## start DOCUMENT TEXT
Child Work and Child Labour: The Impact of Educational Policies and Programmes in Low- and Middle-Income Countries
1. Statistics
By 2025, the international community aims to achieve notable progress towards eliminating child labour, including its worst forms.
Between 2016 and 2020, global progress stalled for the first time in 20 years, reversing previous downward trends that saw child labour falling by 94 million between 2000 and 2016, from a value of 245.5 million in 2000.
Between 2016 and 2020, there have been increases in the number of children in child labour (8 million more children) and children in hazardous conditions (6.5 million more children).
Particularly in sub-Saharan Africa, where one in five children were in child labour at the beginning of 2020 (ILO and UNICEF 2021).
Based on global estimates, 160 million children were engaged in child labour globally at the start of 2020.
63 million are girls and 97 million are boys.
This accounts for roughly one tenth of all children worldwide – many of whom are in hazardous conditions (79 million children, of which 28.8 million are girls and 50.2 million are boys) (ILO and UNICEF 2021).
## end DOCUMENT TEXT
CHALLENGE |
Answer these questions from the child labour statistics text:
1. How many children were engaged in child labour globally at the start of 2020?
2. In which region were one in five children in child labour at the beginning of 2020?
3. By how many did the number of children in hazardous conditions rise between 2016 and 2020?
## start RECORDS SUPPLIED
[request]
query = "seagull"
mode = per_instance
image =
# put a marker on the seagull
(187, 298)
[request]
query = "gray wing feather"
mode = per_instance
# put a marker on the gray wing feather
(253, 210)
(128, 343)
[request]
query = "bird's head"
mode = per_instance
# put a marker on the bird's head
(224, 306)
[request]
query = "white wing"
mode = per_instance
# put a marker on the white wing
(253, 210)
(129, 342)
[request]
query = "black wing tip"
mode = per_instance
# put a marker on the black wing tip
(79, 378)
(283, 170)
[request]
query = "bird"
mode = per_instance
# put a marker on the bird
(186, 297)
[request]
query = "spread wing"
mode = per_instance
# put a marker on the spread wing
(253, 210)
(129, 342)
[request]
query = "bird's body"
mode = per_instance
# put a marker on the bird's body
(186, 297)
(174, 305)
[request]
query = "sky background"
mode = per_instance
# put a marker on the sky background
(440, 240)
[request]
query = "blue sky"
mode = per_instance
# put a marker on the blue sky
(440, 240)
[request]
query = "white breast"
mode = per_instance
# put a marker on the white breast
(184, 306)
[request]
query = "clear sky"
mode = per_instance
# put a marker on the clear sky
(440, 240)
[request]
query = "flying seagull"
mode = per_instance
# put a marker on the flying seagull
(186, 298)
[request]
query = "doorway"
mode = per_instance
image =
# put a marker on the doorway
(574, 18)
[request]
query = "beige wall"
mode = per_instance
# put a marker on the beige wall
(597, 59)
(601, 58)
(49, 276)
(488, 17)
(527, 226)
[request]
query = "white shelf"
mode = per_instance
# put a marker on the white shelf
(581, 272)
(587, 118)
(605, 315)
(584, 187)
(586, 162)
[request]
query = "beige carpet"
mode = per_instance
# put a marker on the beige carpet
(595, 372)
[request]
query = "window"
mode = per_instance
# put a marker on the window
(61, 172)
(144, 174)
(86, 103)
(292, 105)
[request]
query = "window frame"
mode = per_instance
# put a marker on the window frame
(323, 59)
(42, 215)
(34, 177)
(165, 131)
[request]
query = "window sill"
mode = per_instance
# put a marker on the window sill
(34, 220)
## end RECORDS SUPPLIED
FINAL RESULT |
1. 160 million
2. Sub-Saharan Africa
3. 6.5 million